--- Jobs ---
1) Answer the following about the passage on clustering methods, one line each:
(a) With what does RCC associate each data point?
(b) Which method is cited as an example of dimensionality-reduction approaches that require a lot of computing resources?
(c) By what means does Sampling Clustering dynamically adjust the structure of a graph?
2) Extend the passage on clustering methods beyond its final sentence.

--- Text to read ---
RCC [24], Robust Continuous Clustering, is an iterative method and expresses clustering as optimization of a continuous objective. The method associates each data point with a representative, and optimizes them to reveal the structure of data distribution. In the optimization process, the representatives gradually gather into several clusters. It is fast and also works well in high-dimensional spaces. Another notable feature is that the number of clusters need not to be specified in advance. However, it also causes the granularity of clustering to be uncontrollable. Even worse, since the optimized distribution can not be further easily interpreted, it hard to split or merge existing clusters manually.
There are also a set of cluster analysis methods based on dimensionality reduction. They either require a lot of computing resources (e.g., t-SNE [25]), or perform poorly.
As far as we know, the algorithm schema proposed in this paper, Sampling Clustering, is the first approach that adjusts the structure of a graph dynamically through removing vertices repeatedly. The approach converts graphs into smaller ones, but does not lose much of structure information. It makes the global characteristics to be well revealed easily with significantly less computing resources required.

--- Dataset rows ---
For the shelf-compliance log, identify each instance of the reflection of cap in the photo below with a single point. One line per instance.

* * *

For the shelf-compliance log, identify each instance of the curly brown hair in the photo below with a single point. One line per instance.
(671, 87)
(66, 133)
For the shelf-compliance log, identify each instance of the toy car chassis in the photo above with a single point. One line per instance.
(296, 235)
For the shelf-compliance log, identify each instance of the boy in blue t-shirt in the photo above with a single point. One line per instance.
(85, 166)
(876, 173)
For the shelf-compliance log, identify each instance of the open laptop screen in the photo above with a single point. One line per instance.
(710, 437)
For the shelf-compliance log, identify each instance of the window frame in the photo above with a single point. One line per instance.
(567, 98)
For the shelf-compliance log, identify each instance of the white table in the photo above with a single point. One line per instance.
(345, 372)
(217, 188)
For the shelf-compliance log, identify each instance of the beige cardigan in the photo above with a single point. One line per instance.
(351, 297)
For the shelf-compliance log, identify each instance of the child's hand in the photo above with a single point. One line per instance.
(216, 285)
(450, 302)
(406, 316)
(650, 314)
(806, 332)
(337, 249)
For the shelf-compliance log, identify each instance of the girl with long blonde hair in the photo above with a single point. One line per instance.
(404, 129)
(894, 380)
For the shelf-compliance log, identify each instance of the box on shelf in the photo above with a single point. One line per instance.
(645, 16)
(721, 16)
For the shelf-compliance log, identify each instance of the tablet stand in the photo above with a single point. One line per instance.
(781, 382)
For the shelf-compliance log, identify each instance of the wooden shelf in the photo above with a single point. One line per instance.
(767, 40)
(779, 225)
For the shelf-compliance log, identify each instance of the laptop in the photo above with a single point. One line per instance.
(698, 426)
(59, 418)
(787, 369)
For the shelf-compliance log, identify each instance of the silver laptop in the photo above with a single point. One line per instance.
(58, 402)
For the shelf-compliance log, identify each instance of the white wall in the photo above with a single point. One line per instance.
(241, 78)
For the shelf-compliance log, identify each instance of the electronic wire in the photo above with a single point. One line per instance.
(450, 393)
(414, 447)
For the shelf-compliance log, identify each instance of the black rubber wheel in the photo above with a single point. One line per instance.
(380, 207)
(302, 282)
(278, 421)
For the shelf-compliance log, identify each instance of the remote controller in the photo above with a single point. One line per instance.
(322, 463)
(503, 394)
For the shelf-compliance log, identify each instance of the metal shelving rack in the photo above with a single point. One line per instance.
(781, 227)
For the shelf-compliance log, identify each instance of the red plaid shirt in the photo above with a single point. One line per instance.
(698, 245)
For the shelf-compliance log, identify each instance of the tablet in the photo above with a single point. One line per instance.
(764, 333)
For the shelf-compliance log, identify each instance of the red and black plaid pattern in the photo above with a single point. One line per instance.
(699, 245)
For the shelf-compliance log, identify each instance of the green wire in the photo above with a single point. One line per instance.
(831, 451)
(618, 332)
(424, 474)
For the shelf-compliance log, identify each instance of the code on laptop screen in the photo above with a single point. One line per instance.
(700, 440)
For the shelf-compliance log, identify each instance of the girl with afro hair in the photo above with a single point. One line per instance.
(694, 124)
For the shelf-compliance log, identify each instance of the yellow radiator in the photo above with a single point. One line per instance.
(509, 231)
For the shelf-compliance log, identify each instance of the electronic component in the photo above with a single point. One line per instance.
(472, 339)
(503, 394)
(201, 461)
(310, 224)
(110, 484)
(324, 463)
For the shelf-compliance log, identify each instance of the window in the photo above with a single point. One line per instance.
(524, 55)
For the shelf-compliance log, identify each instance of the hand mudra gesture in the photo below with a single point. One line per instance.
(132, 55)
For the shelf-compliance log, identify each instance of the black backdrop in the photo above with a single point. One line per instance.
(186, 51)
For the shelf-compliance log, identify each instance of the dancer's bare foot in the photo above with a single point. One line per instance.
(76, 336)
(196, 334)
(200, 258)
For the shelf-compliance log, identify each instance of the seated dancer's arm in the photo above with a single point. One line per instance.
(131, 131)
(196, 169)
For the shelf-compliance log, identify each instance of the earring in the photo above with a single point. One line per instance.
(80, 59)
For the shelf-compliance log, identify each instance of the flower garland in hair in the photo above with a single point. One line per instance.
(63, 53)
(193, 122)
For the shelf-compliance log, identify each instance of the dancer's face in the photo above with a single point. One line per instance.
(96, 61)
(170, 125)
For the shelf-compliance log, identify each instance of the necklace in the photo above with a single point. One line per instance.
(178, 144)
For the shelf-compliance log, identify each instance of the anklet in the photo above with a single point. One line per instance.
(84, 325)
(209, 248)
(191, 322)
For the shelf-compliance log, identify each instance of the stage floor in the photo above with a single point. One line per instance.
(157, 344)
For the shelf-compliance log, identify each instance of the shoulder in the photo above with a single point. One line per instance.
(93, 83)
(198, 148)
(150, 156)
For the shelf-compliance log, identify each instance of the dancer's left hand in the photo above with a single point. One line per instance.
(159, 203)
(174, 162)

--- Exercise results ---
1)
(a) A representative.
(b) t-SNE.
(c) By removing vertices repeatedly.

2)
We follow the experiments in [24], Robust Continuous Clustering, and use the datasets preprocessed and publicly provided by the authors.
For YaleB [26], we only use the frontal face images processed using gamma correction and DoG filter. For TYF [27], the video frames of the first 40 subjects sorted in chronological order are used. For Reuters-21578, the train and test sets of the Modified Apte are used, and categories with less than five instances are not considered. For RCV1 [28], the target clusters are defined as four root categories. We use a random subset of 10,000 instances. For text datasets, Reuters and RCV1, only the 2,000 most frequently occurring word stems are considered. There is no additional preprocessing for other datasets. Unlike [24], for methods other than Robust Continuous Clustering, the features are not normalized or reduced to a low dimension.
A brief summary is shown in Table I.
We compare Sampling Clustering (SC) with both partitional methods, including -Means++ (KM) [16], Mean Shift (MS) [32], Gaussian Mixture Models (GMM), Affinity Propagation (AP) [33] and Robust Continuous Clustering (RCC, RCC-DR), and hierarchical methods, including three classical agglomerative algorithms (AC-Average, AC-Complete, AC-Ward), Graph Degree Linkage (GDL-U, AGDL) [23] and Hierarchical DBSCAN (HD) [15].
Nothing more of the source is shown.